*What the task requires*. Repeat the entries exactly as they are written.
------ Material for the task ------
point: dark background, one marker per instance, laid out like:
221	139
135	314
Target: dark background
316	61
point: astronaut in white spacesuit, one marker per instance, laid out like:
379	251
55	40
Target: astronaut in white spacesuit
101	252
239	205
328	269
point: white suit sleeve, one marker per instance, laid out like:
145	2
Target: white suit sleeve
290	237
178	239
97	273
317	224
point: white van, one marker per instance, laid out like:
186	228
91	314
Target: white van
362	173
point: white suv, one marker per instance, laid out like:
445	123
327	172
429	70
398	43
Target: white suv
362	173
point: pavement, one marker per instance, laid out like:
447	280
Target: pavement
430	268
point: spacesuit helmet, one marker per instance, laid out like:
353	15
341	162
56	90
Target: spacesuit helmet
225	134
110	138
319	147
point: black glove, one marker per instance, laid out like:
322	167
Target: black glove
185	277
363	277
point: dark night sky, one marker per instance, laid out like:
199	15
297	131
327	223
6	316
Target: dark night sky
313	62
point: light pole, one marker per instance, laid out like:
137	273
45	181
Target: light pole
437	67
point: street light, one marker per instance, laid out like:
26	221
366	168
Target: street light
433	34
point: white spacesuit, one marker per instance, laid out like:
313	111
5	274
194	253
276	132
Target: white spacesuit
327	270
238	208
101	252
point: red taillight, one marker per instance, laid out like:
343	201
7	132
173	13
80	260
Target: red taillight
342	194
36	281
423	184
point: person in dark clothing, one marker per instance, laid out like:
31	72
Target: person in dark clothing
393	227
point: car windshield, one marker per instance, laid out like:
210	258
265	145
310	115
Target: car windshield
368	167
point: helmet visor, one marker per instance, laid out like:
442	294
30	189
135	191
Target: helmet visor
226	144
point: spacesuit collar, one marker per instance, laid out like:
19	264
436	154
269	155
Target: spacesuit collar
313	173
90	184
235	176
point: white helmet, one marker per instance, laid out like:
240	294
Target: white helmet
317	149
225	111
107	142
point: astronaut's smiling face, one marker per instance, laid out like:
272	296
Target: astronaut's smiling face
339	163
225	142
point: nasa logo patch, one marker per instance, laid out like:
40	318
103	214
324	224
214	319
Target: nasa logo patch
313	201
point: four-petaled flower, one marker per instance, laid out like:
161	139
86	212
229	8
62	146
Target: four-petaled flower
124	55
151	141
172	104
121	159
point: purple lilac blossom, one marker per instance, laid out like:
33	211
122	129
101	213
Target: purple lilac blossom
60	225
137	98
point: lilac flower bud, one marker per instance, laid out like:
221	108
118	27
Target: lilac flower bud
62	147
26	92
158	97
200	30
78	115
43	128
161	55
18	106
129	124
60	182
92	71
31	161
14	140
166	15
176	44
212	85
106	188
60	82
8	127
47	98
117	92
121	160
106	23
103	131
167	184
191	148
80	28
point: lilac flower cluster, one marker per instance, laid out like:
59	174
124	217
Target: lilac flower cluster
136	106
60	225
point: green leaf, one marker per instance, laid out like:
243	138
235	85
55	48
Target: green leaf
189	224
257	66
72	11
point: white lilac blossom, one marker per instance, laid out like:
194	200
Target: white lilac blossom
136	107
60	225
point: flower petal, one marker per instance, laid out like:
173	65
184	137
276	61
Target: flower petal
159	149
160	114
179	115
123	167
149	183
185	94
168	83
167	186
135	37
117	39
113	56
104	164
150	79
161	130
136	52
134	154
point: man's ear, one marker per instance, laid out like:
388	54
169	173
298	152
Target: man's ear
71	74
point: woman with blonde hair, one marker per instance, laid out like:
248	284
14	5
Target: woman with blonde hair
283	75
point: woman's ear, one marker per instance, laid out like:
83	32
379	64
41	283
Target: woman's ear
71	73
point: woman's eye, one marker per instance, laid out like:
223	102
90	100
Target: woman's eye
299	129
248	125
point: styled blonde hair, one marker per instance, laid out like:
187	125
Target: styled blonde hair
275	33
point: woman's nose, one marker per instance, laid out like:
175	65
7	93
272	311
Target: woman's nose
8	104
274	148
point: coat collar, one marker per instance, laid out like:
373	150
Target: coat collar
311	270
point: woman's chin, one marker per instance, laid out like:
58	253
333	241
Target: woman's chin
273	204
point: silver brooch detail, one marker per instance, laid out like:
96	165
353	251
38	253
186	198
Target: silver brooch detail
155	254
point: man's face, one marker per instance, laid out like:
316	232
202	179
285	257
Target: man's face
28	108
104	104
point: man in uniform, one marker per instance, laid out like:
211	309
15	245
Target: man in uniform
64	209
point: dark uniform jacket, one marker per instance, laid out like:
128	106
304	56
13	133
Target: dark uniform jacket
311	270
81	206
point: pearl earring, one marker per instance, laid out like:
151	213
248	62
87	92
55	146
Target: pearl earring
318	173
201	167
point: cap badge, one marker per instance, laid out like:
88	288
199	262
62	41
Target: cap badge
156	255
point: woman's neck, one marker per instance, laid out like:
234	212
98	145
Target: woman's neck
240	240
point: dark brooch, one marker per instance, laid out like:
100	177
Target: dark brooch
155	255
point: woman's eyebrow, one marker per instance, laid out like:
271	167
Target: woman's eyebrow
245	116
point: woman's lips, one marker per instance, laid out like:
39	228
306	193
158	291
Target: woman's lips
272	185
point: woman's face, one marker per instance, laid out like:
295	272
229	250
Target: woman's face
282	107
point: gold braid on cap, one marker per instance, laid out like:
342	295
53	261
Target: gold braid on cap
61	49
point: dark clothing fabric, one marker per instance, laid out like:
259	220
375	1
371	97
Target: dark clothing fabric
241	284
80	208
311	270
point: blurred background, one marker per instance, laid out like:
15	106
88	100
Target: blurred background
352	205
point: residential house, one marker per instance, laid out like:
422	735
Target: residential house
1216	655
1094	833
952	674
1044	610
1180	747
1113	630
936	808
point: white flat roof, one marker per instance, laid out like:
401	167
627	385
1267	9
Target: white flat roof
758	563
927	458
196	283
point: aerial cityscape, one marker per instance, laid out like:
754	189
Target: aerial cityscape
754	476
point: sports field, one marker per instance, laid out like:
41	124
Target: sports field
------
*Exercise result*.
point: dark background, one marker per instance, laid out like:
221	139
135	314
Target: dark background
316	61
point: astronaut in white spacesuit, one marker per instance, laid out like:
379	251
55	40
Target: astronaut in white spacesuit
101	252
239	205
328	269
point: white suit sleeve, one marker per instance, laid out like:
145	2
Target: white suit sleeve
290	237
178	239
97	273
317	224
point: white van, one marker per instance, laid out like:
186	228
91	314
Target: white van
362	173
point: white suv, one marker per instance, laid out like:
445	123
327	172
429	70
398	43
Target: white suv
362	173
point: pavement, one marker per instance, laid out like:
447	280
Target: pavement
430	268
point: spacesuit helmet, one marker per instance, laid out like:
353	15
341	162
56	90
Target: spacesuit helmet
225	134
110	138
319	147
point: black glove, one marker per instance, laid out like:
322	167
Target: black glove
185	277
363	277
point: dark night sky, one marker per instance, laid out like:
199	15
297	131
327	223
6	316
Target: dark night sky
313	62
point: light pole, one marker per instance, laid out like:
137	273
45	181
Target: light pole
437	67
point: street light, one marker per instance, laid out like:
26	221
366	168
Target: street light
433	34
point: white spacesuit, one marker per instance, laid out like:
313	111
5	274
194	253
276	132
Target: white spacesuit
327	270
238	208
101	252
point: red taillight, one marker per instance, laid out like:
343	201
7	132
173	13
80	260
Target: red taillight
342	194
36	281
423	184
point: person in dark clothing, one marker per instance, laid out like:
31	72
Target: person in dark clothing
393	227
point: car windshield, one marker per instance, laid out like:
210	258
265	145
310	115
Target: car windshield
368	167
point: helmet visor, one marker per instance, laid out like:
442	294
30	189
135	191
Target: helmet visor
226	144
point: spacesuit collar, one marker per instance, laid out like:
19	264
436	154
269	155
Target: spacesuit collar
313	173
90	184
235	176
point: white helmet, one marker per instance, laid out like:
240	294
Target: white helmet
317	149
225	111
107	142
point: astronaut's smiling face, one marker per instance, laid out like:
272	296
Target: astronaut's smiling face
339	163
225	142
point: nasa logo patch, one marker per instance, laid out like:
40	318
103	214
324	224
214	319
Target: nasa logo patch
313	201
point: four-petaled flower, one marker per instance, laid out like:
161	139
86	212
229	8
62	146
Target: four-petaled flower
124	55
151	141
172	104
121	159
point: purple lilac blossom, one marker per instance, laid out like:
33	211
122	129
101	213
Target: purple lilac blossom
60	225
137	98
point: lilac flower bud, one marker per instance, laid out like:
221	108
118	27
Target: lilac flower bud
62	147
26	92
158	97
200	30
78	115
43	128
161	55
18	106
129	124
60	182
92	71
31	161
14	140
166	15
176	44
212	85
106	188
60	82
8	127
47	98
117	92
121	160
106	23
103	131
167	184
191	148
80	28
point: lilac flower cluster, one marker per instance, laid out like:
59	174
124	217
Target: lilac flower cluster
136	106
60	225
point: green leaf, one marker per instance, laid out like:
243	138
235	85
55	48
Target: green leaf
189	224
257	66
72	11
point: white lilac blossom, one marker per instance, laid out like:
194	200
Target: white lilac blossom
136	107
60	225
point: flower petal, one marker per instance, laid out like:
173	65
184	137
276	61
Target: flower petal
159	149
160	114
179	115
123	167
149	183
185	94
168	83
167	186
135	37
117	39
113	56
104	164
150	79
161	130
136	52
134	154
point: man's ear, one marker per instance, laid out like:
388	54
169	173
298	152
Target: man's ear
71	74
point: woman with blonde hair, one marker per instance, laid out like:
248	284
14	5
Target: woman with blonde hair
283	75
point: woman's ear, one marker per instance, laid out like:
83	32
379	64
41	283
Target: woman's ear
71	73
point: woman's eye, one marker per instance, laid out like:
223	102
90	100
Target: woman's eye
299	129
248	125
point: styled blonde hair, one marker per instance, laid out like:
187	125
Target: styled blonde hair
275	33
point: woman's nose, one marker per instance, laid out like:
175	65
7	93
272	311
Target: woman's nose
8	104
274	148
point: coat collar, one marker per instance, laid out like:
373	150
Target: coat collar
311	270
point: woman's chin, one marker per instance, laid out like:
58	253
333	241
Target: woman's chin
273	204
point: silver brooch detail, one marker per instance, laid out like:
96	165
353	251
38	253
186	198
Target: silver brooch detail
155	254
point: man's face, one marker per instance, laid out like:
316	232
202	179
285	257
Target: man's face
28	108
104	104
point: man in uniform, one marker per instance, laid out like:
211	309
15	245
Target: man in uniform
64	209
point: dark uniform jacket, one marker per instance, laid out like:
128	106
304	56
13	133
Target: dark uniform jacket
311	270
81	206
point: pearl earring, one marker per instance, laid out like:
151	213
248	62
87	92
55	146
Target: pearl earring
318	173
201	167
point: cap badge, one marker per instance, laid out like:
88	288
199	262
62	41
Target: cap badge
156	255
point: woman's neck, one marker per instance, laid out like:
234	212
98	145
Target: woman's neck
240	240
point: dark brooch, one marker per instance, laid out like:
100	177
Target: dark brooch
155	255
point: woman's eyebrow, one marker per instance, laid out like:
271	167
Target: woman's eyebrow
245	116
point: woman's lips, one marker per instance, laid out like:
39	228
306	193
158	291
Target: woman's lips
272	185
point: woman's face, one marker per instance, laid out like:
295	272
229	250
Target: woman's face
282	107
point: gold braid on cap, one marker per instance, laid out like:
342	295
53	261
Target: gold braid on cap
61	49
point: dark clothing fabric, one marker per instance, laid out like:
259	220
375	1
371	97
Target: dark clothing fabric
241	284
80	208
311	270
point: blurred background, one marker per instance, laid out like:
15	106
88	100
Target: blurred background
352	205
point: residential house, one marker per instance, laid out like:
422	735
Target: residential house
1216	655
1094	833
952	674
1044	610
1180	747
1113	630
936	808
point: white flat roof, one marker per instance, laid out like:
401	167
627	385
1267	9
Target: white flat roof
758	563
927	458
196	283
point: aerial cityscape, one marker per instance, laid out like:
754	189
Target: aerial cityscape
754	476
point: sports field, one marker per instance, laid out like:
41	124
Target: sports field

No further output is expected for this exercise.